Je le dis tout de suite : ce dictionnaire de citations sur la traduction est un régal. Le jeu du classement par thèmes, avec souvent leur « inévitable binarité », dit Jean Delisle – comme entre le dénigrement et l’éloge – et ce que permettent les index, cela fait qu’on circule avec toute l’excitation de la découverte même dans ce qu’on croyait connaître. Ce qui met à découvert cette situation habituellement masquée par les traducteurs eux-mêmes, et à leur insu, que la traduction concerne l’ensemble de toutes les représentations du langage et de la littérature, et donc demande une théorie d’ensemble. Elle est là, quelque part, dans ce dictionnaire. Cherchez. Imaginez que c’est un jeu.
Ici, la citation a pleinement son sens juridique, d’incitation à comparaître. Et ce qu’on voit apparaître aussi, c’est l’historicité du traduire : les effets d’époque. Avec l’interaction constante entre la pensée et les pratiques. Coup de pied dans les chevilles de ceux qui opposent la théorie et la pratique.

▸ **DONNÉES DE L’EXERCICE**

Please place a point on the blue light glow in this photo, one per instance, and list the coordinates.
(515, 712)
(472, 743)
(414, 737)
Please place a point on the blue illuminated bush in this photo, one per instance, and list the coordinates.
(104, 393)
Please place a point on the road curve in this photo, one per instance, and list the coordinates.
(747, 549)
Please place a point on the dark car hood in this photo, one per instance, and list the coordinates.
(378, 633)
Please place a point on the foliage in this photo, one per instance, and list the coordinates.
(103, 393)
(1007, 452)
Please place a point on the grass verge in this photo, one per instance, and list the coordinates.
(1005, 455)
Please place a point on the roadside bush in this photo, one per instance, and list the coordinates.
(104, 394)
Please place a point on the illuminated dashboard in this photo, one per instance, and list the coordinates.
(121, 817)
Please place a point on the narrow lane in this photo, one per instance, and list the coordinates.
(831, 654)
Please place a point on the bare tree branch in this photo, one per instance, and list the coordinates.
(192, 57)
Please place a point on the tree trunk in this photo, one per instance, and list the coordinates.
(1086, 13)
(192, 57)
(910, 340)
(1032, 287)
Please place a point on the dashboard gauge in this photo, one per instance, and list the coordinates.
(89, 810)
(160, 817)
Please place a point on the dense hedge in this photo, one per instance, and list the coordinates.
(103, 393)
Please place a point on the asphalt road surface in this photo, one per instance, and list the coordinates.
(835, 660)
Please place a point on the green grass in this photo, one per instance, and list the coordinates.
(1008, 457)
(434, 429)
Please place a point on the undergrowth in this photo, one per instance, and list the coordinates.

▸ **LISTE DES CONSIGNES**
1. Traduisez en anglais cette phrase de l’article : « Ici, la citation a pleinement son sens juridique, d’incitation à comparaître. »
2. Filtrez la liste, s’il vous plaît : recopiez chaque ligne où figure le mot « grass ».
L’article et la liste proviennent de sources sans rapport entre elles.

▸ **RÉPONSES CI-DESSOUS**
1. Here, citation carries its full legal meaning, that of a summons to appear.

2.
Please place a point on the grass verge in this photo, one per instance, and list the coordinates.
Please place a point on the green grass in this photo, one per instance, and list the coordinates.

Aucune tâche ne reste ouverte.